• What is asked
In the text, rewrite the passage from "When no stable" up to and including "structure for meaning.", swapping "derivation strategy" for "derivation method".

• Text
···

Producers SHOULD NOT generate random IDs (UUIDs, timestamps) for real resources.
When no stable native identifier exists, producers MAY derive a deterministic ID from a stable tuple (e.g. {site, name, serial}) and SHOULD document the derivation strategy.
IDs are opaque to consumers. Consumers SHOULD NOT parse ID structure for meaning.

2.2.1.1 Provider attribution contract (native identity and origin)

Producers MUST separate OSIRIS identity (resource.id) from provider-native identity (resource.provider.native_id).

Rules:

If the source provides a stable vendor identifier, producers MUST set resource.provider.native_id to that value.
Producers SHOULD derive resource.id from stable inputs (often including the native id), but resource.id MUST NOT be the only place where the vendor identifier exists.
Producers SHOULD preserve the vendor’s original type/class string in resource.provider.type when available.
Origin/context fields (tenant/account/subscription/project/region/site/zone) MUST live in the provider object when OSIRIS defines a corresponding field. They MUST NOT be buried in extensions as ad-hoc conventions.
Vendor-only payloads or deep raw objects MAY be preserved under extensions using a namespaced key, but only when they are not representable in OSIRIS standard fields.

Rationale: provider.* enables round-trip correlation and cross-producer consistency even when resource.id patterns differ.

2.2.2 Connection IDs

Connection IDs SHOULD be deterministic and derived from the relationship they represent.

···

• Stored data
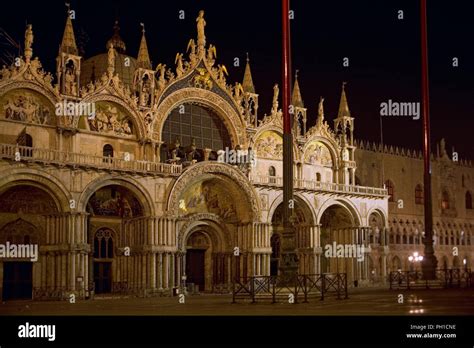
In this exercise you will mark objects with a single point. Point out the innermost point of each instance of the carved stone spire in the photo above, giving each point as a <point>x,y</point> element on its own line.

···

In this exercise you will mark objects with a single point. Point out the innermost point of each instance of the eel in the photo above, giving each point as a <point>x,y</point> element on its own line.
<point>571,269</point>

···

• Answer below
When no stable native identifier exists, producers MAY derive a deterministic ID from a stable tuple (e.g. {site, name, serial}) and SHOULD document the derivation method.
IDs are opaque to consumers. Consumers SHOULD NOT parse ID structure for meaning.